» **Work instructions**
Locate every line below that contains the string "background", and copy each one in full. The match is case-sensitive.

» **Material provided**
>> Begin
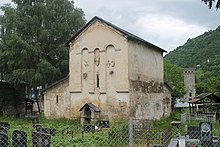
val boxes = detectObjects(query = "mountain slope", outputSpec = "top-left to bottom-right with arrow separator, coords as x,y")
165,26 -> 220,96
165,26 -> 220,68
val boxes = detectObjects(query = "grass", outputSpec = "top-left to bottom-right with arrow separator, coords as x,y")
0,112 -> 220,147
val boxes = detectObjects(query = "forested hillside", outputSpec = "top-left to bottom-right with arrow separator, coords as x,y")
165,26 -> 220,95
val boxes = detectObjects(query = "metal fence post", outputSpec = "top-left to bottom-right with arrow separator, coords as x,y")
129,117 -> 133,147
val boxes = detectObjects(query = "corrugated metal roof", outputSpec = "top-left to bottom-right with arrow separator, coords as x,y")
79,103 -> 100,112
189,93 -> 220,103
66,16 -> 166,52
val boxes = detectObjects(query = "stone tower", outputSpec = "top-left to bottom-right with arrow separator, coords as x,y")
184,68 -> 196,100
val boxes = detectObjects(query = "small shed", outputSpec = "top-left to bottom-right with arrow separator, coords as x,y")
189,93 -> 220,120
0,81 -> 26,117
>> End
>> Begin
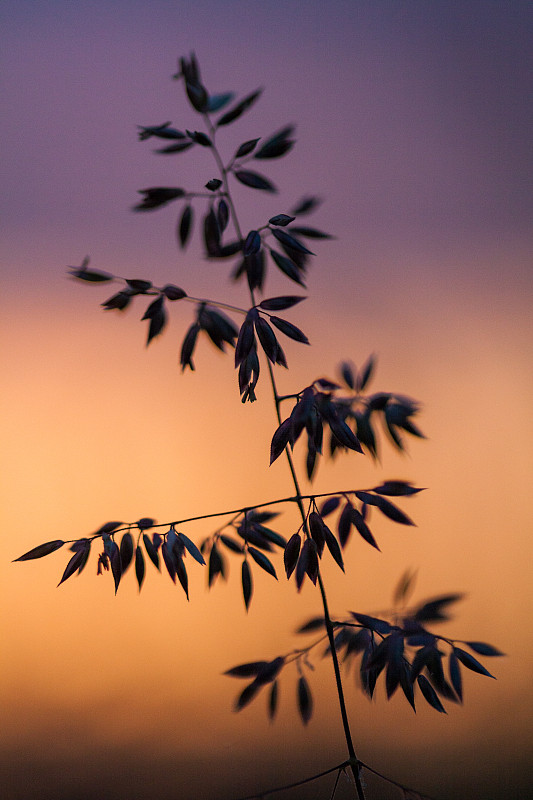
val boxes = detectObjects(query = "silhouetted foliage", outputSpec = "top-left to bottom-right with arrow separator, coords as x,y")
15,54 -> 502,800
>> End
>> Begin
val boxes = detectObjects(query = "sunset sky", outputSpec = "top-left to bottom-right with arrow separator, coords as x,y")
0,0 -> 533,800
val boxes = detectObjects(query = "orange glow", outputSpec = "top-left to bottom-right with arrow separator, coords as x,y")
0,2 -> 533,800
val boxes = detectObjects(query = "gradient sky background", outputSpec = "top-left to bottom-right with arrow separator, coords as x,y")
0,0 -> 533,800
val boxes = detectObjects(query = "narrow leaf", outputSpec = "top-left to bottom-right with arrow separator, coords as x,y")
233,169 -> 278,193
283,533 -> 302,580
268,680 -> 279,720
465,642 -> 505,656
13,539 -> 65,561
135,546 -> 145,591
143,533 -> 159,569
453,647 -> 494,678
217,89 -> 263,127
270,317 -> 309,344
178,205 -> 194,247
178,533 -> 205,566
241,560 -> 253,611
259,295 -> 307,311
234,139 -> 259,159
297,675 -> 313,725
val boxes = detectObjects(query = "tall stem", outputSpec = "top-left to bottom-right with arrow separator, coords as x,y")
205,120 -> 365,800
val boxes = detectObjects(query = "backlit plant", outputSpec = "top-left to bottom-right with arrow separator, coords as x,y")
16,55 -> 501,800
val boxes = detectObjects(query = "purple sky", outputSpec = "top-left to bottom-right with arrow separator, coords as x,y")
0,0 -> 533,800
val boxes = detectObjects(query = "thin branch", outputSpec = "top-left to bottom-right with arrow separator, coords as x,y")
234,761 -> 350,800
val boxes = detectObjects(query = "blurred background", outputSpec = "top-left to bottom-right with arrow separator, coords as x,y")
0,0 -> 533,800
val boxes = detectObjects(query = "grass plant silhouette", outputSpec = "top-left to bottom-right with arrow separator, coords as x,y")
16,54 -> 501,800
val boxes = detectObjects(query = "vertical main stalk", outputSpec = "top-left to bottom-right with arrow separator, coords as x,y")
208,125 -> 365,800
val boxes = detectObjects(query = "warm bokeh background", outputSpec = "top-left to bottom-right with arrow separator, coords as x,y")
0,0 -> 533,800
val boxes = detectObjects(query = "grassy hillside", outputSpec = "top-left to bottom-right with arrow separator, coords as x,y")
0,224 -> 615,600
>> End
» **Solved problem**
val boxes = detectObjects(query = "gradient sky background", outputSpec = "top-left to bottom-right with arrow separator, coords as x,y")
val boxes = detectObjects(query = "blurred background", outputSpec = "top-left to bottom-right with arrow separator, coords as x,y")
val boxes = detectObjects(query = "warm bokeh background", outputSpec = "top-left to bottom-right with arrow separator, coords as x,y")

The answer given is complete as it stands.